AVAILABLE RECORDS:
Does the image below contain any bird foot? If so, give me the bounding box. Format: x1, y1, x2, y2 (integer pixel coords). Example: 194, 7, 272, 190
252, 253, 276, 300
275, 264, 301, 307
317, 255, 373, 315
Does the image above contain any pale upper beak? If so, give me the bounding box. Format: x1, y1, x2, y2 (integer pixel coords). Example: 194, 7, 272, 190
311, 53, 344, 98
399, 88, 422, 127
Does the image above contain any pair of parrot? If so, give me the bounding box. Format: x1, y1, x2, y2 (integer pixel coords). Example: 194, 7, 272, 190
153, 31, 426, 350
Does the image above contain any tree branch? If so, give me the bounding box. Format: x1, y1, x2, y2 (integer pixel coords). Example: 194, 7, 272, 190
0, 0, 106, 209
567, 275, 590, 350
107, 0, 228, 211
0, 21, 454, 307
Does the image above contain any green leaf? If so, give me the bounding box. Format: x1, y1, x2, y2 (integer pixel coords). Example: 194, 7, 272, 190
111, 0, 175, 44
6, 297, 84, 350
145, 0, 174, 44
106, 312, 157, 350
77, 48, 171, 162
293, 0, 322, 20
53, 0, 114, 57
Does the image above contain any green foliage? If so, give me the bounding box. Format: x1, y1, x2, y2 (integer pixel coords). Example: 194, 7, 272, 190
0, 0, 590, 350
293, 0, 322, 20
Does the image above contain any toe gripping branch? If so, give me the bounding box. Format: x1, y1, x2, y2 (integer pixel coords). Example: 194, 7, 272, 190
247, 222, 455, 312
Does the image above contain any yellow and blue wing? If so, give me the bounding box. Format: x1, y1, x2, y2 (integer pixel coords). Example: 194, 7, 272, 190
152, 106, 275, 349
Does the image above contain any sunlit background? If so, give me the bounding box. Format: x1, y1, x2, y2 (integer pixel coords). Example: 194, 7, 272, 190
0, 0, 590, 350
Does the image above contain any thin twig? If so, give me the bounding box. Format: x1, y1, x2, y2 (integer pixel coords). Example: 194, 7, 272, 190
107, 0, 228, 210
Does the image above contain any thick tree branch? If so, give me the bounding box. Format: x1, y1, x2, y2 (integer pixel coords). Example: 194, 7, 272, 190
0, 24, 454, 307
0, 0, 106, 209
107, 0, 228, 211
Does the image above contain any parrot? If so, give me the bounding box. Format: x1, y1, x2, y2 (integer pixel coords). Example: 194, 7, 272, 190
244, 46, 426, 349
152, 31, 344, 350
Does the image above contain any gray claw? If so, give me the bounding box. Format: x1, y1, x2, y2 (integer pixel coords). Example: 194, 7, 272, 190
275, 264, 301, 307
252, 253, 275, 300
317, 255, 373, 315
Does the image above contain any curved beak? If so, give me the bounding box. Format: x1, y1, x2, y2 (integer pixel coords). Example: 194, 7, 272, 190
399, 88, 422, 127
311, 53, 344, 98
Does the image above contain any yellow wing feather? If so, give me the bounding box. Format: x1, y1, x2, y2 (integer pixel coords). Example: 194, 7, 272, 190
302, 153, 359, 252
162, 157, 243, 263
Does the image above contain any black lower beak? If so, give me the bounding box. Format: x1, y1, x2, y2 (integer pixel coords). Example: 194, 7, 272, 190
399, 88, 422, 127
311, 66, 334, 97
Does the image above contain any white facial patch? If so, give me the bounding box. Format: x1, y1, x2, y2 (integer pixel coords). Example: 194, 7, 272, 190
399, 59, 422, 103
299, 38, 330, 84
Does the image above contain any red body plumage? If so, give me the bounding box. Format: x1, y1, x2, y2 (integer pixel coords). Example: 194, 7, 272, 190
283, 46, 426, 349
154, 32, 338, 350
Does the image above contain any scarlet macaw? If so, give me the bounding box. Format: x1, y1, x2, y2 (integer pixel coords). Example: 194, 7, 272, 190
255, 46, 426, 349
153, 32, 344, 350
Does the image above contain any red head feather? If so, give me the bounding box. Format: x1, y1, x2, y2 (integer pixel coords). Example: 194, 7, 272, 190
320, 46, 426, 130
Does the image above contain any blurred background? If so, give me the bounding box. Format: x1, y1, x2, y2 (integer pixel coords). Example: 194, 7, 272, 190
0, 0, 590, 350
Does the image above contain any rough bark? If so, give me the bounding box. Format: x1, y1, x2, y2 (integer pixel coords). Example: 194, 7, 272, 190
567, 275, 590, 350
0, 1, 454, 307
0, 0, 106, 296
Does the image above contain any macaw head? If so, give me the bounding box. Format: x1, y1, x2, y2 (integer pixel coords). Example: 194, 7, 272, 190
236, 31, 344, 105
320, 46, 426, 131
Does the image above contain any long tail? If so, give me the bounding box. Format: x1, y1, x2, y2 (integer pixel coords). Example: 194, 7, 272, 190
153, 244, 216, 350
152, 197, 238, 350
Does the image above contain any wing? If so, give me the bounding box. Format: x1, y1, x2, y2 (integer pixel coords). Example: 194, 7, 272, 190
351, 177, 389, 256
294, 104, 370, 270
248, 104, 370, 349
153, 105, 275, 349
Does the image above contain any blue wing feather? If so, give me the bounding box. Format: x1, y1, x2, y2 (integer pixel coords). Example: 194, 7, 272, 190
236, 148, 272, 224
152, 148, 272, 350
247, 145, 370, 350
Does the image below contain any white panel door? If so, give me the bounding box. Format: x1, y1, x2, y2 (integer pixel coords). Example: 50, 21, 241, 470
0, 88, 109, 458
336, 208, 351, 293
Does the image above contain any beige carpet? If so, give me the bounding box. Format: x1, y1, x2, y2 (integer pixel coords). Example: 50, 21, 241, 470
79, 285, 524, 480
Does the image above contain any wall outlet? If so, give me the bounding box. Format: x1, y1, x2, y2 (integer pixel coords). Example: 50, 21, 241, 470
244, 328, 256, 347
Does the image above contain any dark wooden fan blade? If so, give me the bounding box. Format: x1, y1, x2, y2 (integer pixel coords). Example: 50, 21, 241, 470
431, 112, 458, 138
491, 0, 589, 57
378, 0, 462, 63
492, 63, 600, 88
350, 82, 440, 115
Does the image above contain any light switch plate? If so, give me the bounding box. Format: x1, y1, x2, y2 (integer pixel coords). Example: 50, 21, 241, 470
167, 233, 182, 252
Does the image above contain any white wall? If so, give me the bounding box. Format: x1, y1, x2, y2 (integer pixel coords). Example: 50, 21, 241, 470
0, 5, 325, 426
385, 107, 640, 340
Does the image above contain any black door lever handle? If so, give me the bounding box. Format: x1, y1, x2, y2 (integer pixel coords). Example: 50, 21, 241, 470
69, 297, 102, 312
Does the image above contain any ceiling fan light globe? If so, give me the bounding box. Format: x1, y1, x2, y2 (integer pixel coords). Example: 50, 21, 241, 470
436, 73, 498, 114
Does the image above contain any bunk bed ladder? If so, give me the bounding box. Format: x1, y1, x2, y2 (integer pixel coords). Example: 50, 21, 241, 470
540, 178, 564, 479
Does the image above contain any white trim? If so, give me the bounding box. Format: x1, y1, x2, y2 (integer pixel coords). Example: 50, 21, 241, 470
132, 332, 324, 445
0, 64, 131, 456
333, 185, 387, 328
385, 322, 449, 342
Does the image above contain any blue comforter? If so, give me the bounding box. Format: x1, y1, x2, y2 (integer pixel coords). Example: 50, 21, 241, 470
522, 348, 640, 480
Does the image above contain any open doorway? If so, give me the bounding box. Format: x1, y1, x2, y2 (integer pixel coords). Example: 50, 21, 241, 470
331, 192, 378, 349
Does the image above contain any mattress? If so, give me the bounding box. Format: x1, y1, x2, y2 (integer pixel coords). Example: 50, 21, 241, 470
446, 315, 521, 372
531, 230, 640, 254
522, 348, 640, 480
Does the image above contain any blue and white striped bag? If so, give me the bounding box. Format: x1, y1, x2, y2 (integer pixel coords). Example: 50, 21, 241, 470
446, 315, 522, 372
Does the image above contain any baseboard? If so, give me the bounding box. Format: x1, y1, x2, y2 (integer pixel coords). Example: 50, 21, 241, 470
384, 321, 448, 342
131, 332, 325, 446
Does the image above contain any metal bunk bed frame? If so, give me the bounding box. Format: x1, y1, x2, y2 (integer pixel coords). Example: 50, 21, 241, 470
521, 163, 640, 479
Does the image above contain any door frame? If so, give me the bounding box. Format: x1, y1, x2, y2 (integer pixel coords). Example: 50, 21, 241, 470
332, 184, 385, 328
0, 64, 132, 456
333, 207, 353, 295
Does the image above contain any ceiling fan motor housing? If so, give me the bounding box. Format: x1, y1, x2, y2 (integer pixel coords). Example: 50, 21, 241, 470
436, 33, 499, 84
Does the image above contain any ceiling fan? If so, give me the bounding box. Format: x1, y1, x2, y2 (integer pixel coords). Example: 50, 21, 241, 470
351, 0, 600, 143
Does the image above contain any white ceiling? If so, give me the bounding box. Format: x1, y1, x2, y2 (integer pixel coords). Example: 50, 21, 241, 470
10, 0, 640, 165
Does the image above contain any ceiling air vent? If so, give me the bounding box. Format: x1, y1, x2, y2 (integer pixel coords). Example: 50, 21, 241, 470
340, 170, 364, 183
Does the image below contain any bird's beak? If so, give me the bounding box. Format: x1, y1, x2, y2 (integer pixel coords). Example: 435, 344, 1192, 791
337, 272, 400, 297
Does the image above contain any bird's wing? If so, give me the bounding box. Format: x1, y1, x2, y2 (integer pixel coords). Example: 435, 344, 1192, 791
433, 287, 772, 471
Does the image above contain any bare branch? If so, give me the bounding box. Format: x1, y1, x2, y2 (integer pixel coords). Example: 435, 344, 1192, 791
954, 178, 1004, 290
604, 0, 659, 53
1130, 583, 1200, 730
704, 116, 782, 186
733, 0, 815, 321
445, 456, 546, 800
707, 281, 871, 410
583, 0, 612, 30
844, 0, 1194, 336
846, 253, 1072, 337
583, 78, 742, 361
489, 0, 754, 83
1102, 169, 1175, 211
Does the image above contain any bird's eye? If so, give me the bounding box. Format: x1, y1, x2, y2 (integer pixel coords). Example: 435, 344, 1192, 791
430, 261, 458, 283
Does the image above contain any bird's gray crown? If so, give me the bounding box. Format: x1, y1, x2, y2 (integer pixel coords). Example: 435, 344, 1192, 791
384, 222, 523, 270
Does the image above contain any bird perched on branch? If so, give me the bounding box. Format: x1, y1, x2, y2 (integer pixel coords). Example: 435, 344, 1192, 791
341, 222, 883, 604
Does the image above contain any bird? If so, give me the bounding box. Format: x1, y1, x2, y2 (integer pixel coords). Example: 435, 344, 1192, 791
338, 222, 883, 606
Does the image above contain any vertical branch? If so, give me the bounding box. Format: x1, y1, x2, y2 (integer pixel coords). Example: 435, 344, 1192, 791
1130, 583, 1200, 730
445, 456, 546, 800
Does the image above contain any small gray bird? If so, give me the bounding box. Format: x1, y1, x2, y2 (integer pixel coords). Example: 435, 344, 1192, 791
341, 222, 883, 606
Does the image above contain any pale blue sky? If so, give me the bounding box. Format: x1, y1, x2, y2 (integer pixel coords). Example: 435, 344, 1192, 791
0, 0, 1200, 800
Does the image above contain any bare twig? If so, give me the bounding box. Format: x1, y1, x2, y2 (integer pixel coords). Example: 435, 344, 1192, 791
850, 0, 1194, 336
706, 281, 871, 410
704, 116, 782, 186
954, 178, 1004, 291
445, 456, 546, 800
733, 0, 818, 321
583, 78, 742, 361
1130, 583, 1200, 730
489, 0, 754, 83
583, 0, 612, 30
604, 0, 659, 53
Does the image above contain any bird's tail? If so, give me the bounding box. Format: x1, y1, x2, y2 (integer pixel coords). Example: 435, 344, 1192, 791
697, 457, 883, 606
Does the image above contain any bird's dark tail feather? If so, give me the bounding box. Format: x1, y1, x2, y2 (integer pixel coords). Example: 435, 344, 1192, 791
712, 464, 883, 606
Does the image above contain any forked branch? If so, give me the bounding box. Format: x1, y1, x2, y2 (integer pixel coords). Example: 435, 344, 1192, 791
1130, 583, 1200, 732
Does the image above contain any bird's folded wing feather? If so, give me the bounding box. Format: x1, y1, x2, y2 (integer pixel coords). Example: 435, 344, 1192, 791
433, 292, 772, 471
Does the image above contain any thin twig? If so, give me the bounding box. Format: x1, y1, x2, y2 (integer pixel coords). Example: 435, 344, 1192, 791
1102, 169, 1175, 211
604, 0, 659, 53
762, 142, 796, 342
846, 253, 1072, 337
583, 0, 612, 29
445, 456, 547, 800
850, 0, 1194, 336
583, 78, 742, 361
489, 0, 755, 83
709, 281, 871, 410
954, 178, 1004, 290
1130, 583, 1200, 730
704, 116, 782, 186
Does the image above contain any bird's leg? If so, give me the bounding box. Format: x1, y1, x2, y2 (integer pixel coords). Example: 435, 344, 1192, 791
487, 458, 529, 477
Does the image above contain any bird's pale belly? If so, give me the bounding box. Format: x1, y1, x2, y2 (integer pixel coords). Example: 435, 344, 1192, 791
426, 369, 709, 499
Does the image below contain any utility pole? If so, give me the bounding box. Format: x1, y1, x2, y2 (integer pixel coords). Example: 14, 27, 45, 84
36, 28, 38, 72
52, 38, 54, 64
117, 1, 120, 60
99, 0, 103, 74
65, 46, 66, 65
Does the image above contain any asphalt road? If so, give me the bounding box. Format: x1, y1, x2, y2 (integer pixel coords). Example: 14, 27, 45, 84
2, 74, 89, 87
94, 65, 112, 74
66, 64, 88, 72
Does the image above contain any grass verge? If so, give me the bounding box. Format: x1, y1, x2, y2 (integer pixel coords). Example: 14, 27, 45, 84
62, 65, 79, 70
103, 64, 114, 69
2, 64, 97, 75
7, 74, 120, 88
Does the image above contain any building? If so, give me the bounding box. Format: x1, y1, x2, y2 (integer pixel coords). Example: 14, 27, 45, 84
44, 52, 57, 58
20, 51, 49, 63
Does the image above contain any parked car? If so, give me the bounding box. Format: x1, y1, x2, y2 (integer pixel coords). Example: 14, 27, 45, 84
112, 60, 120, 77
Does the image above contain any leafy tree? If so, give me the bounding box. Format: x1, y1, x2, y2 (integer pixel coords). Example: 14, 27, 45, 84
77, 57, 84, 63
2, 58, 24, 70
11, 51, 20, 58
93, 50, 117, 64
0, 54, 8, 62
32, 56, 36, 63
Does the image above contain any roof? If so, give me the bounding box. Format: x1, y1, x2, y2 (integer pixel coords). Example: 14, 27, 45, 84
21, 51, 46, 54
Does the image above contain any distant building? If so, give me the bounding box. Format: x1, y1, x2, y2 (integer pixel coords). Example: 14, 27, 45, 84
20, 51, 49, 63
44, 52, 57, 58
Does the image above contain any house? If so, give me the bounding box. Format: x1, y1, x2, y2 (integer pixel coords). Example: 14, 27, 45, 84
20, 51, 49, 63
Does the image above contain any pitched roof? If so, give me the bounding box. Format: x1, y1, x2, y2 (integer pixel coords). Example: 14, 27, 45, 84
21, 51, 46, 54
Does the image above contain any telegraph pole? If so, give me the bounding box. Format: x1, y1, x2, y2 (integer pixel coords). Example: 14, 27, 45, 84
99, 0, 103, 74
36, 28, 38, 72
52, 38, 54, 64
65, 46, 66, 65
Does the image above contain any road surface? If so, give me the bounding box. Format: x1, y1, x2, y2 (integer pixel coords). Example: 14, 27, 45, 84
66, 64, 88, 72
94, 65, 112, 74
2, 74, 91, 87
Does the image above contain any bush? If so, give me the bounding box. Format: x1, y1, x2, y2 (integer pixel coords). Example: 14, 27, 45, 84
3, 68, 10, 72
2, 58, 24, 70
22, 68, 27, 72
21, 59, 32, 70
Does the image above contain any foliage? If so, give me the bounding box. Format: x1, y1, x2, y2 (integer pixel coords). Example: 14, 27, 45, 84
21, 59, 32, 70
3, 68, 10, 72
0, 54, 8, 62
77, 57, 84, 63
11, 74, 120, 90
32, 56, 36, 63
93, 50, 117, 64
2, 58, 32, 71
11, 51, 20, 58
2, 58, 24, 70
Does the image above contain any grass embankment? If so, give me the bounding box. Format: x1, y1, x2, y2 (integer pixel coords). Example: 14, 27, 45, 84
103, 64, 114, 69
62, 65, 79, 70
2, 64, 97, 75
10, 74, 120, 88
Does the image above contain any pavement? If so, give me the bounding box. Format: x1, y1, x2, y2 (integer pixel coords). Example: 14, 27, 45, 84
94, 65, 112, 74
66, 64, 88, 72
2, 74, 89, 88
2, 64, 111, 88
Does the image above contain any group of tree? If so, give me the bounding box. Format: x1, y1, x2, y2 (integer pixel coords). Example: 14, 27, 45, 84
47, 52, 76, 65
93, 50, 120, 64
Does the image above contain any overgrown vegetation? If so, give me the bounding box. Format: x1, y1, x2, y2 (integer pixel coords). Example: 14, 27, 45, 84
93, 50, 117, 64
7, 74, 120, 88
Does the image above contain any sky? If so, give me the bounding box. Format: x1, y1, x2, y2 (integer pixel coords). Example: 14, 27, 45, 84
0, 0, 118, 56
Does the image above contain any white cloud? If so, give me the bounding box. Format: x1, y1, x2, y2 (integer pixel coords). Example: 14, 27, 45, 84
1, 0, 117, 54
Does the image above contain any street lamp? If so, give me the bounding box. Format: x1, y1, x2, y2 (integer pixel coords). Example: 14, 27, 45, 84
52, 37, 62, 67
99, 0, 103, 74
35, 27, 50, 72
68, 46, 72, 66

STATED PROBLEM: Return exactly, and only, the line containing "Does the image above contain any group" and every line after it through the end of the material.

TASK RESULT:
Does the image above contain any group of tree? If so, give me the bounding box. Format: x1, y1, x2, y2 (integer pixel coords). Example: 14, 27, 45, 84
47, 52, 76, 65
93, 50, 120, 64
Does the image above contain any overgrown vegetation? If so, give me the bounding box. Format: x1, y1, x2, y2 (integer pixel coords). Example: 14, 27, 45, 84
93, 50, 117, 64
7, 74, 120, 88
Does the image above contain any sky? If so, give me the bounding box. Format: x1, y1, x2, y2 (integer pixel coords). Example: 14, 27, 45, 84
0, 0, 118, 56
Does the image above contain any white cloud? If so, give me the bounding box. Format: x1, y1, x2, y2 (integer pixel coords). Example: 14, 27, 45, 84
1, 0, 117, 54
Does the image above contain any street lamp? If so, give me the bounding box. Format: x1, y1, x2, y2 (integer pixel coords). Example: 14, 27, 45, 84
52, 37, 62, 67
99, 0, 103, 74
35, 27, 50, 72
68, 46, 72, 66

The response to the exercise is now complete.